▶ Input
<<<<

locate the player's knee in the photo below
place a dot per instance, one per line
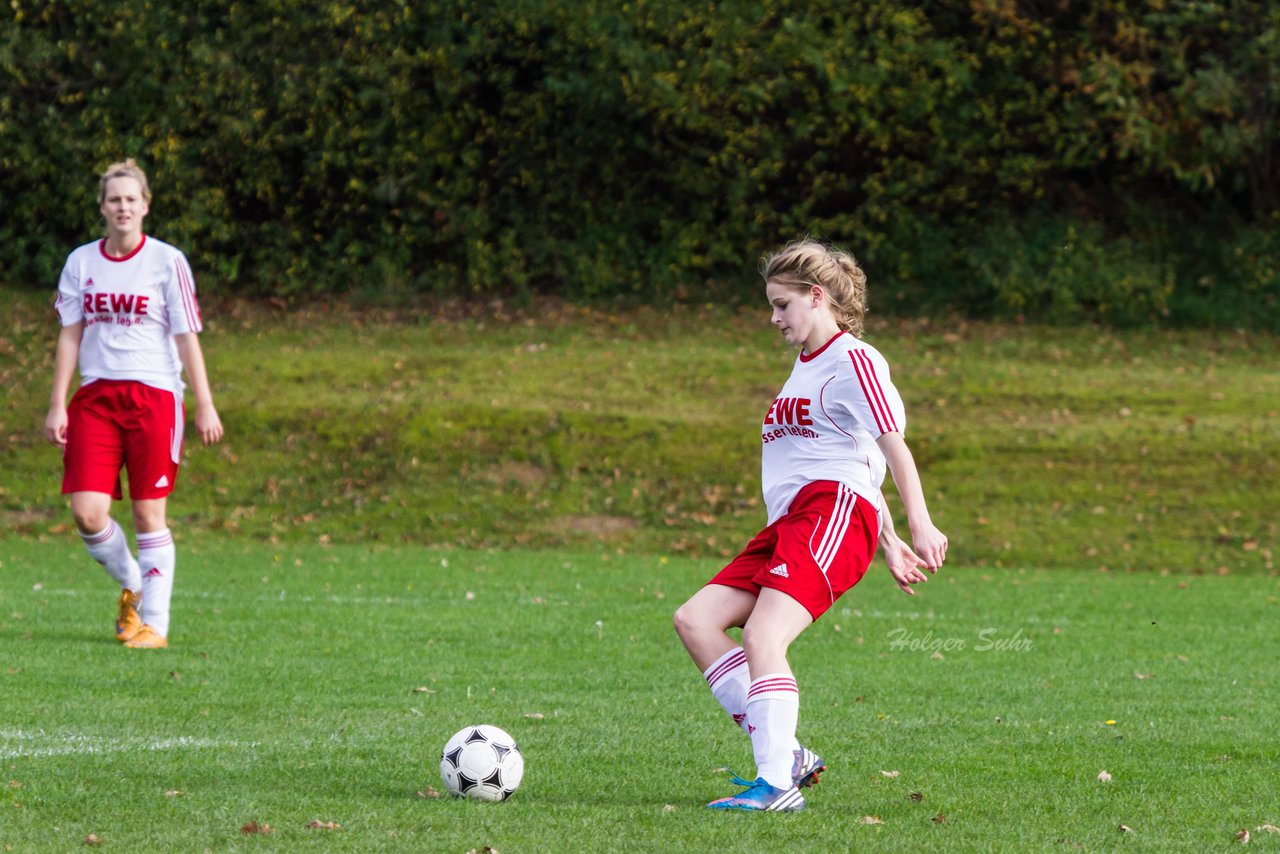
(763, 639)
(88, 517)
(685, 620)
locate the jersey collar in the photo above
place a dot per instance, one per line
(101, 247)
(809, 357)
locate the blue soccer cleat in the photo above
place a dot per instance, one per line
(760, 797)
(807, 768)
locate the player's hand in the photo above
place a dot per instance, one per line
(904, 566)
(929, 544)
(209, 427)
(55, 425)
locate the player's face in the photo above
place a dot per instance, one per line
(123, 206)
(795, 313)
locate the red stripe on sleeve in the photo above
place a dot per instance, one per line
(872, 389)
(188, 296)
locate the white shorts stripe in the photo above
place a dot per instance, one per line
(836, 528)
(176, 437)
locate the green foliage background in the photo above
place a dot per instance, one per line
(1070, 160)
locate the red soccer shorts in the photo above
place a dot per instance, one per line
(114, 424)
(818, 549)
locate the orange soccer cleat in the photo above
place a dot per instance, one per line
(127, 621)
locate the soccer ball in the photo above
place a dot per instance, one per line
(481, 762)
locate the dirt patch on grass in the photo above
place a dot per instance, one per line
(597, 525)
(521, 473)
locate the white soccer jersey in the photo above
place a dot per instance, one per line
(824, 423)
(132, 307)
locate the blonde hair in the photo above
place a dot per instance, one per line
(805, 263)
(126, 169)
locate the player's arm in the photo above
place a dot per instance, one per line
(903, 562)
(209, 427)
(65, 357)
(929, 543)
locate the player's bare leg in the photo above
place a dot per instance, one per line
(702, 622)
(773, 698)
(156, 558)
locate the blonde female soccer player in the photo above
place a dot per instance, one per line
(129, 318)
(827, 439)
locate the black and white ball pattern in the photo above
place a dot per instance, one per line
(481, 762)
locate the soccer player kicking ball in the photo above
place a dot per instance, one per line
(129, 320)
(827, 439)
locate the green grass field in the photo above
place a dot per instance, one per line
(319, 683)
(423, 523)
(572, 428)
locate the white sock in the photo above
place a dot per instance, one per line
(773, 709)
(112, 549)
(158, 557)
(728, 680)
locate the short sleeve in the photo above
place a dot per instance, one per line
(867, 392)
(179, 296)
(68, 302)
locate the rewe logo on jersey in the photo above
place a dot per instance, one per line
(790, 410)
(103, 302)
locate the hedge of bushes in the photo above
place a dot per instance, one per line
(1084, 160)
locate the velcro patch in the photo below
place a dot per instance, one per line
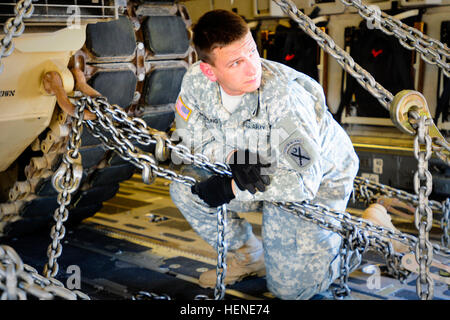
(183, 110)
(297, 153)
(298, 149)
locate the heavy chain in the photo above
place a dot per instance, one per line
(119, 128)
(321, 215)
(364, 78)
(14, 27)
(66, 181)
(431, 50)
(423, 215)
(444, 223)
(18, 280)
(221, 269)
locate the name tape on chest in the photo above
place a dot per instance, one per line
(183, 110)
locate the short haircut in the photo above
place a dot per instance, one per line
(216, 29)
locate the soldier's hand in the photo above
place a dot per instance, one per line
(246, 169)
(215, 191)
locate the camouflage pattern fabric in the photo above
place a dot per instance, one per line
(285, 121)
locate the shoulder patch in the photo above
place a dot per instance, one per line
(183, 110)
(299, 150)
(298, 154)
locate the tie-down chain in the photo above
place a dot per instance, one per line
(115, 129)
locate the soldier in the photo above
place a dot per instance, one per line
(271, 124)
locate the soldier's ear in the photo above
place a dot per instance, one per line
(208, 71)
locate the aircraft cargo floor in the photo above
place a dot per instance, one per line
(140, 242)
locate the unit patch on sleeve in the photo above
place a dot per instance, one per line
(297, 153)
(294, 146)
(183, 110)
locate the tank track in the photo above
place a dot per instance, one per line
(137, 62)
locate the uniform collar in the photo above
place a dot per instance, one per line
(247, 108)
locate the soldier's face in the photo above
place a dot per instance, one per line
(237, 67)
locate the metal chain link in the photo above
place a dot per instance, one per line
(14, 27)
(18, 280)
(221, 269)
(444, 222)
(301, 209)
(363, 77)
(431, 50)
(66, 180)
(423, 215)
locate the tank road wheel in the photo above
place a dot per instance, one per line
(137, 62)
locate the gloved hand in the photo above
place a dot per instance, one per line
(246, 169)
(215, 191)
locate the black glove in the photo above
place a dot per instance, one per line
(215, 191)
(246, 169)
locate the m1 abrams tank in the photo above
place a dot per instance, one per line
(134, 53)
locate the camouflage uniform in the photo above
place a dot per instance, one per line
(286, 121)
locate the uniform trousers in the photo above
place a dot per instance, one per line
(301, 258)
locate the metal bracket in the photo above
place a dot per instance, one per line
(409, 263)
(410, 100)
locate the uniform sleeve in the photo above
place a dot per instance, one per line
(193, 130)
(301, 130)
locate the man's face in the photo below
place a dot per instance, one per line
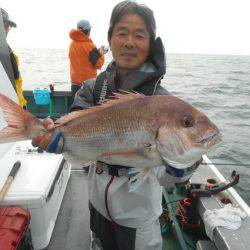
(129, 43)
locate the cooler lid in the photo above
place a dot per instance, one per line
(35, 176)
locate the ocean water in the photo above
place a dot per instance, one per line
(218, 85)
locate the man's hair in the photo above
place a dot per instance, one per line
(130, 7)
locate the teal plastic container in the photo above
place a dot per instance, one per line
(42, 96)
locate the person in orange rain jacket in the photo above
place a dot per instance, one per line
(84, 56)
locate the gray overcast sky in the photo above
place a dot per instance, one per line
(186, 26)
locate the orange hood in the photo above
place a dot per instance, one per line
(79, 36)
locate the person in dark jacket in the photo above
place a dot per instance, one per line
(123, 215)
(8, 24)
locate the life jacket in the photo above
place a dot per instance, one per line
(84, 57)
(105, 87)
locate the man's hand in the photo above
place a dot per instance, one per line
(43, 139)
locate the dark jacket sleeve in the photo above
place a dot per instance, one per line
(84, 96)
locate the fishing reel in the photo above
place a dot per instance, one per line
(188, 207)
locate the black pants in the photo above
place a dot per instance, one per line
(74, 89)
(112, 237)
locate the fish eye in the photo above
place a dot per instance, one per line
(188, 121)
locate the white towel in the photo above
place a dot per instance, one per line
(228, 217)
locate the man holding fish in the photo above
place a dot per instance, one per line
(140, 141)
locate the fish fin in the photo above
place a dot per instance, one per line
(119, 97)
(75, 162)
(19, 121)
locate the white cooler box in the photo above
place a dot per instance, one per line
(38, 186)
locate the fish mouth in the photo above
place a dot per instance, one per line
(210, 140)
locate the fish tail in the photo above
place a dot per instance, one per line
(21, 125)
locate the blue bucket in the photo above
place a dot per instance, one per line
(42, 96)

>>>>

▶ What this task involves
Show every line of the data that includes the string "blue".

▶ Task solution
locate the blue soccer cleat in the photo above
locate the blue bucket in the photo above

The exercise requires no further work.